• **BRANO DEL DOCUMENTO**
La famiglia classica è ancora centrale?
«Sì, perché la figura del figlio nei progetti di vita delle persone è al centro ma si è indebolita nelle relazioni orizzontali, che riguardano la coppia, dove è forte l’instabilità. E sono cambiate anche le relazioni verticali, tra padre e figlio».

Come si può sostenere la famiglia?
«Come fanno in Francia o nei Paesi scandinavi dove c’è un sostegno sulle spese, le informazioni, la qualità della vita».

Può bastare?
«È un contributo, anche se una città come Milano resta complessa: le scelte sono più libere che da altre parti».

Il neuropsichiatra infantile Seragni: «Servono strumenti morali
per affrontare il mondo»

Se essere genitori è uno dei mestieri più difficili del mondo, esserlo in pandemia è una vera impresa.

La Giornata mondiale dei genitori conduce, in tal senso, ad una maggiore riflessione sul rapporto genitori-figli sviluppato nell’ultimo anno: «Il ruolo dei genitori è difficile in generale, non solo da dopo la pandemia – specifica il dottor Giorgio Seragni, neuropsichiatra infantile e psicoterapeuta dell’età evolutiva all’Ospedale San Raffaele Turro –. Bisogna combattere con tante necessità, ad esempio correre sempre e mantenere lo stesso livello sociale degli altri. E spesso i genitori non sono in grado di riparare i ragazzi da tutto questo».

Quali sono le maggiori difficoltà di chi è genitore, oggi?
«I genitori sono abbandonati a loro stessi dalle istituzioni, dal welfare, dalla società che non rispetta il genitore e il bambino. Viene a mancare il concetto di comunità educativa per l’eccessivo soggettivismo di tutti, la società non aiuta più ad accudire il bambino come succedeva in passato, ci sono meno stimoli e si va verso un isolamento continuo. I genitori sono più deboli e i figli cercano altrove figure forti che trovano nei social, ad esempio».

Come si è modificato il rapporto genitori-figli nel post pandemia?
«Non è cambiato molto, abbiamo solo perso un’opportunità: quella di passare molto più tempo insieme ai nostri figli e insegnare loro a comunicare meglio. Quello che ci hanno imposto era il distanziamento fisico, non quello relazionale».

Come affrontare, allora, il mestiere più difficile di tutti?
«Con buon senso e dando il giusto peso alle cose, senza fare drammi ed educando al rispetto i ragazzi. I genitori devo spingerli verso la socialità, l’autonomia, devono insegnare a chiedere aiuto e a non aver paura del giudizio. Il ragazzo insicuro è più facilmente vittima di bullismo. Ma dare sicurezza al bambino non significa tenerlo sotto una campana, bisogna renderlo capace di affrontare le singole situazioni. Abbiamo fornito mascherine e guanti per affrontare questo momento, ora dobbiamo dare ai figli anche degli strumenti morali per affrontare il mondo».

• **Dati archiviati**
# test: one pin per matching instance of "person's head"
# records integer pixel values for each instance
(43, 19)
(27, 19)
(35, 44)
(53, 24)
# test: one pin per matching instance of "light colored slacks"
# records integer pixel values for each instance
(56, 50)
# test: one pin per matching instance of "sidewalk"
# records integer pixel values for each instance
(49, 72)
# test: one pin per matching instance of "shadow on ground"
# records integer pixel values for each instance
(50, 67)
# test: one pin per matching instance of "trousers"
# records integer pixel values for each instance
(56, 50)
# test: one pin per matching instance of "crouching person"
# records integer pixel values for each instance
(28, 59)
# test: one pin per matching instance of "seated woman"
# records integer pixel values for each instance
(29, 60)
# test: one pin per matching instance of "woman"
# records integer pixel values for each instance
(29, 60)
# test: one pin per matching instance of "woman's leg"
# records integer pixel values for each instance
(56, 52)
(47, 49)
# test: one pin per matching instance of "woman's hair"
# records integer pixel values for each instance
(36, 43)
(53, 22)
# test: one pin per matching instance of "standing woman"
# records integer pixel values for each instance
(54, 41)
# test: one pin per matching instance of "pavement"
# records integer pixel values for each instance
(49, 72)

• **ESERCIZIO**
Secondo il brano, in quale ospedale lavora il dottor Giorgio Seragni? Le voci archiviate non hanno alcun rapporto con il brano.

• **SOLUZIONE**
All'Ospedale San Raffaele Turro.